=== THE EXERCISE ===
Exactly reproduce the lines beginning with the line that includes "Find the distant hill;" and ending with the last line of the data.

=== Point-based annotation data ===
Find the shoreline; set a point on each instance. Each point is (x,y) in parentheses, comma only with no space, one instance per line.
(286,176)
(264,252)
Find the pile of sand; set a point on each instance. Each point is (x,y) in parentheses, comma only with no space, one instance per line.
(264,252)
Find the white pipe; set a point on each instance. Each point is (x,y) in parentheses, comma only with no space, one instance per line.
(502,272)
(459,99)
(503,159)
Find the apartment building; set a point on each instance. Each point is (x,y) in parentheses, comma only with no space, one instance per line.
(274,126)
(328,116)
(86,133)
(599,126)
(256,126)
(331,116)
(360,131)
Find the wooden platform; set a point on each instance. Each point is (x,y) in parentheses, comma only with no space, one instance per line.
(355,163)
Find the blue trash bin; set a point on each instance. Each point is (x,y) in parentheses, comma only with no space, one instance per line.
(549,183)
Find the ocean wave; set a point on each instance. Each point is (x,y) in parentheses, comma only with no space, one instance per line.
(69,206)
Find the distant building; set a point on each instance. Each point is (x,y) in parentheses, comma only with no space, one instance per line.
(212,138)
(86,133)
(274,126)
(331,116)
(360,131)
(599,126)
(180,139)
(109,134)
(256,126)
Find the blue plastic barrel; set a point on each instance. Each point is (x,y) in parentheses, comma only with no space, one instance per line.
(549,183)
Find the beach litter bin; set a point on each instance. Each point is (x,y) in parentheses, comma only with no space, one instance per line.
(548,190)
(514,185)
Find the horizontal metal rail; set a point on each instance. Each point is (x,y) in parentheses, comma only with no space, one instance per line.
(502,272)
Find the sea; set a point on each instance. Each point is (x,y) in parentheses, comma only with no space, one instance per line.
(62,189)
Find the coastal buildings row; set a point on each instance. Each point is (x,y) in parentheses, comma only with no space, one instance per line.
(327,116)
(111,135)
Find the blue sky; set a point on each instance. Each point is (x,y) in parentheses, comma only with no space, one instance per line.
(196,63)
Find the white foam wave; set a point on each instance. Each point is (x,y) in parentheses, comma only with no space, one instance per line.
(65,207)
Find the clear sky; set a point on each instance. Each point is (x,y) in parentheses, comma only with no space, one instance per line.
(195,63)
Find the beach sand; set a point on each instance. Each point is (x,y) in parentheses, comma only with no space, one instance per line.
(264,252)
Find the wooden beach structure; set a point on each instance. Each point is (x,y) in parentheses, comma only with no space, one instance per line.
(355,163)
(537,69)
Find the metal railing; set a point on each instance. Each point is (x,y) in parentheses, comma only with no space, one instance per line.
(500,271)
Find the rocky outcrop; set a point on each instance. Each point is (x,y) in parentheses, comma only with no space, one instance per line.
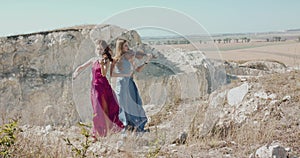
(36,70)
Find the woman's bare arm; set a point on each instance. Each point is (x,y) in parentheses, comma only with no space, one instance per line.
(80,68)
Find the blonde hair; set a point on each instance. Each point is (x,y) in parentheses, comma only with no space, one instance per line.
(119,47)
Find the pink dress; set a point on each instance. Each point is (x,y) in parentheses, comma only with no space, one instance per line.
(105,105)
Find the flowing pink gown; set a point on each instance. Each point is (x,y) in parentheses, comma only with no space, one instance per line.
(105,105)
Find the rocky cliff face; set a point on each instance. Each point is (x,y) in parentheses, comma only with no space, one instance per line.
(36,70)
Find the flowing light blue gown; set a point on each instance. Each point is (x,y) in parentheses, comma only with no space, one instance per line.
(131,110)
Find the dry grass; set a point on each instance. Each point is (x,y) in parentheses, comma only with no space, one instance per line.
(281,125)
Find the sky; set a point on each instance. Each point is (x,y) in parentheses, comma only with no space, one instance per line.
(214,16)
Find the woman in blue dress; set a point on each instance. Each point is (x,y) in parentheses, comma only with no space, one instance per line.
(132,113)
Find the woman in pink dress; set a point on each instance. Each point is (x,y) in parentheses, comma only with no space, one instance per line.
(105,105)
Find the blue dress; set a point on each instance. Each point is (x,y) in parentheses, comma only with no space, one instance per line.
(131,110)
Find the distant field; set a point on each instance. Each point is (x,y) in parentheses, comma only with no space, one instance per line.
(286,52)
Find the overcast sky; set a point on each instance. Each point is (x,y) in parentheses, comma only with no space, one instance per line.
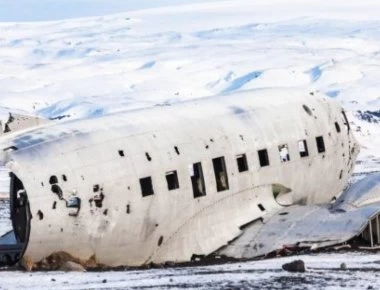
(37,10)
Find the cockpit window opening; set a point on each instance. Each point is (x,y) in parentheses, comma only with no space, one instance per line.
(221,175)
(197,180)
(302,148)
(320,144)
(172,180)
(345,121)
(263,157)
(242,163)
(284,153)
(146,186)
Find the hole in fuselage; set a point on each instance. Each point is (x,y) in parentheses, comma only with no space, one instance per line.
(14,242)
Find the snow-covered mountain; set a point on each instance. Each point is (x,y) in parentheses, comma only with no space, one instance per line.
(92,66)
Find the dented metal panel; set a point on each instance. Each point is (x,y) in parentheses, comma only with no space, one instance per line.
(82,178)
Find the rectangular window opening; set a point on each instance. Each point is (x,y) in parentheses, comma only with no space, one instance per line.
(263,157)
(172,180)
(320,144)
(221,176)
(146,186)
(284,153)
(242,162)
(302,148)
(197,180)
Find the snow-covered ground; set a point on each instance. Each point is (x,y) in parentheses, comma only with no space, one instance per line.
(93,66)
(323,273)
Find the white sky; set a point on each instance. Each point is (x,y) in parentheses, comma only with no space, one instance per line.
(40,10)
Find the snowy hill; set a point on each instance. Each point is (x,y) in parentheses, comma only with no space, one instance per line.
(92,66)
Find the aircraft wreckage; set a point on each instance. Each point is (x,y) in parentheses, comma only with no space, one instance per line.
(241,175)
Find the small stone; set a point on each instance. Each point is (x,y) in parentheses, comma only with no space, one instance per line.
(295,266)
(71,267)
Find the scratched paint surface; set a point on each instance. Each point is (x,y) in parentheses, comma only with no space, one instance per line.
(89,67)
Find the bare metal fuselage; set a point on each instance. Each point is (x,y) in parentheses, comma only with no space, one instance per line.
(84,181)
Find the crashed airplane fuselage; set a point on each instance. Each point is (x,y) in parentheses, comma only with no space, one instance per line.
(170,182)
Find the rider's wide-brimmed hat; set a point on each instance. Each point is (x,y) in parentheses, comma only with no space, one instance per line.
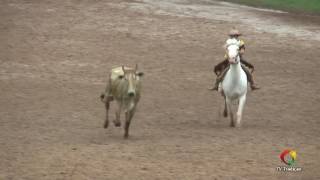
(234,32)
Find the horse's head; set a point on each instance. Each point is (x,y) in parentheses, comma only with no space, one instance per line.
(233,52)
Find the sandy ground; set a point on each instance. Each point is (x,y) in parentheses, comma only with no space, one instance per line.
(55,58)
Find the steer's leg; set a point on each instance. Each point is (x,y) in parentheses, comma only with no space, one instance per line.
(107,106)
(242,101)
(129,115)
(117,121)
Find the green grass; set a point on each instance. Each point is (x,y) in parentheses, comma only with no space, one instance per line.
(303,6)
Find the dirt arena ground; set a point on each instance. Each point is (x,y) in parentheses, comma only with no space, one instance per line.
(55,58)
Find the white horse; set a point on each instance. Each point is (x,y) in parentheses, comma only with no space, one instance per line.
(234,84)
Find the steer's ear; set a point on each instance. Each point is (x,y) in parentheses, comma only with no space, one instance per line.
(140,74)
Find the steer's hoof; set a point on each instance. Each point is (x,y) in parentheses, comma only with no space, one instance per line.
(117,123)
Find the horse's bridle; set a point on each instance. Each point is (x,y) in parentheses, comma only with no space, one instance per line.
(237,57)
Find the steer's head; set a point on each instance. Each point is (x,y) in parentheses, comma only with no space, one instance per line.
(132,78)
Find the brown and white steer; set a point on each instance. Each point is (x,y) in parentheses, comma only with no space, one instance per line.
(124,86)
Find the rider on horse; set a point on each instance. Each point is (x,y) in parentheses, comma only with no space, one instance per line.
(221,69)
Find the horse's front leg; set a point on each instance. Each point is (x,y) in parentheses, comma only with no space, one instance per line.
(117,121)
(242,101)
(229,105)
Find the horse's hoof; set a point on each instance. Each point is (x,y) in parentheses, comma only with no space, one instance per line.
(225,114)
(232,125)
(106,124)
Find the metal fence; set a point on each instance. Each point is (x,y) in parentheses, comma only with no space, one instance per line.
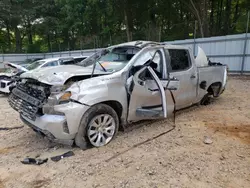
(233,50)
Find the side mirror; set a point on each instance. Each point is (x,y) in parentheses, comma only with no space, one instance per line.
(174,84)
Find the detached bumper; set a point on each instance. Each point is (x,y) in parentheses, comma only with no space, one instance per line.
(59,128)
(4,86)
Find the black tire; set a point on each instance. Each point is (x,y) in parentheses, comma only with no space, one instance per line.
(81,139)
(205,100)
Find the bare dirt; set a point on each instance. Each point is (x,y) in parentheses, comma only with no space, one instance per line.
(177,159)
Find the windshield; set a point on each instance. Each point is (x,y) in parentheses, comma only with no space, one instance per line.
(111,60)
(35,65)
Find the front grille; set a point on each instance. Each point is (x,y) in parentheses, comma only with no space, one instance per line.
(26,100)
(2,85)
(23,107)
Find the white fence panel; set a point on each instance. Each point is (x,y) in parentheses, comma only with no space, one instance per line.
(225,49)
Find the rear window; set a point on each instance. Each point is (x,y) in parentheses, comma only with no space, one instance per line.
(180,59)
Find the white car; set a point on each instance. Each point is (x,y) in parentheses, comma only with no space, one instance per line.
(8,78)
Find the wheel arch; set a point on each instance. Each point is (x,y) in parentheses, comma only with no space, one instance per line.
(214,89)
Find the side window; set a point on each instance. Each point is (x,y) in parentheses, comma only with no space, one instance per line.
(152,58)
(180,59)
(70,62)
(51,64)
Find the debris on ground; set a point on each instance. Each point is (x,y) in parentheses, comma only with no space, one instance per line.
(10,128)
(207,140)
(59,157)
(34,161)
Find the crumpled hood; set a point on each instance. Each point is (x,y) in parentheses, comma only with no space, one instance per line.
(6,74)
(14,66)
(60,74)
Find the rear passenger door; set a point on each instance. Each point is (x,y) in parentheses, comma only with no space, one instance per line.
(181,67)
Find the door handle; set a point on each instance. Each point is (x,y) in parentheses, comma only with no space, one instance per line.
(142,83)
(192,76)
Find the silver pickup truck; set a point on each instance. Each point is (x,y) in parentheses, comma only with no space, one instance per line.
(88,103)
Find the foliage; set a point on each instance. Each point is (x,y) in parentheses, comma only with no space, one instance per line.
(56,25)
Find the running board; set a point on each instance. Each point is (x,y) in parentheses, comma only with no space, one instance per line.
(149,113)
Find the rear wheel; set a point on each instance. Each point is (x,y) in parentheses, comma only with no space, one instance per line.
(98,127)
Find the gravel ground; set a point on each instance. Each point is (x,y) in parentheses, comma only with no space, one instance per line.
(177,159)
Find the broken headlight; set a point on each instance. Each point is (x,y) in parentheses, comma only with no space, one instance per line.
(65,98)
(57,89)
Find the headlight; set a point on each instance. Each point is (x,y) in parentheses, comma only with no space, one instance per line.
(65,98)
(57,89)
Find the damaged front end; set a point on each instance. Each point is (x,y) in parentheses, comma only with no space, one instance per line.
(45,109)
(28,98)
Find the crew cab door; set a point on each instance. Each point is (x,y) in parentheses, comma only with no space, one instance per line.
(148,86)
(183,68)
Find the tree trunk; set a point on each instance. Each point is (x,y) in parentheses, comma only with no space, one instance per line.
(18,39)
(8,35)
(128,32)
(212,18)
(219,17)
(29,32)
(198,17)
(48,42)
(227,22)
(236,15)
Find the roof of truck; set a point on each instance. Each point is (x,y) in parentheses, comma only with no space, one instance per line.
(142,44)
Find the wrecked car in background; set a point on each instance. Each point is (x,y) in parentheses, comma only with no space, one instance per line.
(8,80)
(87,103)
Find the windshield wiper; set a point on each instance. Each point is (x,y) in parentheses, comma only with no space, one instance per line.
(103,52)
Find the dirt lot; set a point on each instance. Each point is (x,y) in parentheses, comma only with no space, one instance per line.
(177,159)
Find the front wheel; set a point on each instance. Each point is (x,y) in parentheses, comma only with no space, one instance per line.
(98,126)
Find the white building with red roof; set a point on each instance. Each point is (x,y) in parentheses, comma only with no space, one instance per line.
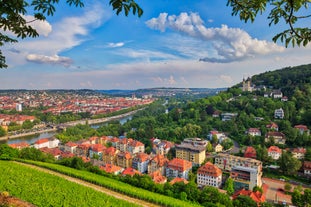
(157,163)
(178,168)
(210,175)
(253,132)
(140,162)
(299,153)
(302,129)
(274,152)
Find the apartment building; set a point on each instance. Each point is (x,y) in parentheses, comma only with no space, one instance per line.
(246,172)
(192,149)
(210,175)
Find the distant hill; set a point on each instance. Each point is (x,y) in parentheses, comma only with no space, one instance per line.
(287,79)
(164,92)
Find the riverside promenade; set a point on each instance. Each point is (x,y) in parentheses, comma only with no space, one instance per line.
(68,124)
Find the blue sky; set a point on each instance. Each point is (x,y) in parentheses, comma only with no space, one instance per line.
(174,44)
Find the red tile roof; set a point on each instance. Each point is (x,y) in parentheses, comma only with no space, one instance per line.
(130,171)
(250,152)
(177,179)
(274,149)
(109,168)
(210,170)
(160,160)
(255,196)
(179,164)
(41,141)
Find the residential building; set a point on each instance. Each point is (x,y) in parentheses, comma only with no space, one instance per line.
(276,94)
(130,172)
(228,116)
(124,159)
(70,147)
(219,135)
(272,126)
(250,152)
(110,168)
(96,150)
(218,147)
(209,174)
(158,178)
(253,132)
(275,137)
(178,180)
(307,168)
(299,153)
(243,169)
(110,155)
(161,146)
(140,162)
(279,113)
(46,142)
(158,163)
(19,145)
(192,149)
(257,196)
(135,147)
(178,168)
(246,85)
(302,129)
(274,152)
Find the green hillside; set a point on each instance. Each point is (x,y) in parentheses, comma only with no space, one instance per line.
(42,189)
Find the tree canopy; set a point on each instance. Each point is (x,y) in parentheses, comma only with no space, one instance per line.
(13,21)
(289,11)
(12,17)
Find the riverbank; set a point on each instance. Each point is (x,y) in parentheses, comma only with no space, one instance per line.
(73,123)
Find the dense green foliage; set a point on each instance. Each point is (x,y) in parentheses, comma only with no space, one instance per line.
(42,189)
(289,12)
(116,185)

=== OUTPUT OF THE TASK ===
Find the distant hill; set a point on each instance. Each point is (x,y) in parentheses, comma only with no space, one instance per line.
(287,79)
(164,92)
Find the riverside promenade; set a point on each instance. Each point is (x,y) in parentheses, comma only with no space, one instance per line.
(68,124)
Find the blue sky; set a point on each instance. Each point is (x,y) in parentheses, comma only with no space, one instance per line.
(174,44)
Find the red tile roof; set a point on each instance. Each point is (x,y) in parentheses, comma only with no space, one instance per line.
(130,171)
(250,152)
(177,179)
(274,149)
(109,168)
(210,170)
(160,160)
(255,196)
(179,164)
(41,141)
Find the residential building; set a point on each instance. Each point is (x,y) in parentheses, comma only with no space, one instance per line.
(276,94)
(130,172)
(228,116)
(124,159)
(70,147)
(219,135)
(272,126)
(250,152)
(110,168)
(96,150)
(218,147)
(209,174)
(158,178)
(253,132)
(275,137)
(178,180)
(307,168)
(299,153)
(243,169)
(110,155)
(161,146)
(140,162)
(279,113)
(46,142)
(158,163)
(19,145)
(192,149)
(257,196)
(135,147)
(178,168)
(246,85)
(302,129)
(274,152)
Find the green hillside; set a point on each instance. Each point is (x,y) in parentheses, comma only with no space, one instance per line.
(42,189)
Find the tree canopy; set a point on each instance. Each point is (x,y) in parentheses, comma only with no space, one instance per line.
(13,21)
(289,11)
(12,17)
Find the riverbank; set a point on each instance. Each point is (x,y) in parentheses, comma only with no space, one instance per line.
(73,123)
Find the dense green foliage; set a point on each instance. Each point is (x,y) in parentheses, comma only with no space, one instance per line.
(42,189)
(289,12)
(116,185)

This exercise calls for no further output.